## TEXTAUSZUG
· · · · ·

Dabei können 4 Schritten gefolgt werden:
1. Identifiziere mögliche Marktzugangswege
Es ist entscheidend, die Erstattungswege frühzeitig - idealerweise schon vor CE-Kennzeichen - zu identifizieren und die passende Strategie zu entwickeln, um Zugang zur GKV und anderen relevanten Finanzierungsmöglichkeiten zu erhalten. Je nach Produkttyp, Anwender und Versorgungssektor lassen sich klare Erstattungs- und Finanzierungswege für Medizinprodukte identifizieren. So kann zum Beispiel eine KI-Software zur Diabetes-Therapie als DiGA oder durch Selektivverträge erstattet werden wenn sie für die Patientenanwendung bestimmt ist; aber wird durch DRG und Krankenhausbudget finanziert wenn sie als klinische Anwendung gedacht ist.
2. Verstehe den aktuellen Versorgungsstandard
Wie wird aktuell die spezifische Patientenpopulation behandelt und wo positioniert sich Deine Medtech-Innovation? Wird der Patientenpfad bzw. die Prozedur durch das neue Produkt maßgeblich verändert - etwa durch ein bisher unbekanntes Wirkmechanismus - so kann womöglich eine neue Kodierung mit zusätzlicher Kostenerstattung beantragt werden. Schrittinnovationen hingegen werden oft wie der aktuelle Versorgungsstandard vergütet. Durch Festlegung der Positionierung im Vergleich zur aktuellen Versorgung kann gleich das Marktpotenzial quantifiziert werden.
3. Quantifiziere deinen ökonomischen Mehrwert
Selbst wenn ein Medizinprodukt keine zusätzliche Vergütung im jeweiligen Leistungskatalog bekommt, kann sich die Einführung für die Anwender dennoch ökonomisch rentieren. Gesundheitsökonomische Vorteile wie die Einsparung von Betten und Pflegeminuten müssen quantifiziert werden, um den wahren Mehrwert einer Innovation an den Kunden zu kommunizieren. Schließlich führt die Akzeptanz von Key Opinion Leaders zur Einführung in die klinische Praxis.

· · · · ·

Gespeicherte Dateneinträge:
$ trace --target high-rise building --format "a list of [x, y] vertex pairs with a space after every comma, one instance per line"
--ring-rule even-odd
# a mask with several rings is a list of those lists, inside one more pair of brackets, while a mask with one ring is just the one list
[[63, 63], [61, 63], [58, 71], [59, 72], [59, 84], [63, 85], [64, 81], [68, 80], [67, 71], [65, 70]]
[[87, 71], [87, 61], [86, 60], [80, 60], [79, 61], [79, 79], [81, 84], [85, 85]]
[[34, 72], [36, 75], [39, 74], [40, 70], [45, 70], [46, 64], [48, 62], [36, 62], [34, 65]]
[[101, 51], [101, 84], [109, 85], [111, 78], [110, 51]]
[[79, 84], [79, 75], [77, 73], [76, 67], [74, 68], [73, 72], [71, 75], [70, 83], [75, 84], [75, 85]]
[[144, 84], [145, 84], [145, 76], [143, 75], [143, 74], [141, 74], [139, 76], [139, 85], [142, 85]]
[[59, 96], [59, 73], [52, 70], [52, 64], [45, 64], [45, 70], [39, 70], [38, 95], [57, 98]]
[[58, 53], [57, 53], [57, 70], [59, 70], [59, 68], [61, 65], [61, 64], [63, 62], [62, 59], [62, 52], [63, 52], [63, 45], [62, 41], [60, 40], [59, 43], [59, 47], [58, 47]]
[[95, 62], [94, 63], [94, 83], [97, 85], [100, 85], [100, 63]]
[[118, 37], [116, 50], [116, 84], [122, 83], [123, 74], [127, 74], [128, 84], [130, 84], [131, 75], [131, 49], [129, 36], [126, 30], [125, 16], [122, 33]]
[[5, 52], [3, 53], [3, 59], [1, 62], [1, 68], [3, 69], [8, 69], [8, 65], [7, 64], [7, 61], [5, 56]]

· · · · ·

## AUFGABENSTELLUNG
Setzen Sie den Text über Erstattungswege für Medizinprodukte im Anschluss an seinen letzten Satz fort.

## LÖSUNG
4. Umsetzung der Marktzugangsstrategie
Die zahlenbasierte Marktanalyse erlaubt - in Hinblick auf Ressourcen und Evidenzlage - die Abwägung einer geeigneten Marktzugangsstrategie. Dies überzeugt auch Investoren, denn das Medtech-Produkt ist somit nicht nur technologisch innovativ, sondern auch kommerziell tragfähig. Marktzugangswege werden in der Praxis oft nacheinander implementiert, sobald die erforderliche Evidenz generiert wird.
Von praxisorientierter Market Access Intelligence profitieren
Der Schlüssel zum erfolgreichen Marktzugang liegt in der praktischen Anwendung von Wissen. Medtech-Innovatoren sollen agil bleiben, und deren Strategie erst nach Abstimmung mit Experten und Stakeholders festlegen. Intelligence zum Marktzugang in Deutschland ist selbst bei begrenztem Kapital verfügbar. Fallbasierte Ressourcen wie die i-h Academy von inspiring-health können helfen, Erstattungswege je Anwendungsfall in einem ersten Schritt abzuwägen. Medtech-Netzwerke wie das CUBEX ONE in Mannheim oder Berlin Partners in Berlin erleichtern den Kontakt zu Experten, Distributoren und Anwendern. In einigen Fällen ist es zudem möglich, durch sogenannte frühe Beratungen mit dem G-BA oder dem GKV-Spitzenverband unverbindliche Auskünfte zu Erstattung und Evidenzanforderungen zu bekommen, worauf klinische Studien und Erstattungsstrategie angepasst werden können. Hierbei lohnt sich die Begleitung eines Market Access Experten, um gezielte wissenschaftliche und erstattungstechnische Auskünfte aus der Beratung zu erzielen.